Selected extract:
==============================

# Voltage drop when measuring battery capacity

I'm trying to build a battery capacity tester for Li-ion batteries.
I made this schematic using Arduino:

While bush button is not triggered arduino only shows battery voltage on Serial & when button is triggered it turns on the MOSFET and starts the test.
My problem is while MOSFET is off the battery voltage that arduino reads is battery's 100% voltage (e.g. 3.97v)
But when MOSFET turns on the battery voltage drops to a lower value (e.g. 3.21v for that initial 3.97v) !
And when the test is finished (arduino reads 2.7v) and it turns off the MOSFET that dropped voltage comes back! and 2.7v becomes 3.5 !!
for different amount of load resistor this drop is different (larger resistor ,less drop!)

Why this happens? am I doing something wrong?

==============================

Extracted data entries
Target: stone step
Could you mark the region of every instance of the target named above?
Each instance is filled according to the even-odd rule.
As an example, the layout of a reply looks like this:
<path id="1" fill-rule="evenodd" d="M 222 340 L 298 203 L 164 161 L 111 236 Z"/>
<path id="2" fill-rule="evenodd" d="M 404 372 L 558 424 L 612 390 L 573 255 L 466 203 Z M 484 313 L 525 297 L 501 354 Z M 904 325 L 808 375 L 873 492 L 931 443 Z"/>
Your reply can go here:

==============================

Tasks:
1. According to the battery tester post, how does the size of the load resistor affect the voltage drop?
2. In the battery tester post, rewrite the passage from "I made this" to "becomes 3.5 !!", changing "MOSFET" to "transistor".

Solutions to the problems:
1. A larger resistor gives less drop.

2.
I made this schematic using Arduino:

While bush button is not triggered arduino only shows battery voltage on Serial & when button is triggered it turns on the transistor and starts the test.
My problem is while transistor is off the battery voltage that arduino reads is battery's 100% voltage (e.g. 3.97v)
But when transistor turns on the battery voltage drops to a lower value (e.g. 3.21v for that initial 3.97v) !
And when the test is finished (arduino reads 2.7v) and it turns off the transistor that dropped voltage comes back! and 2.7v becomes 3.5 !!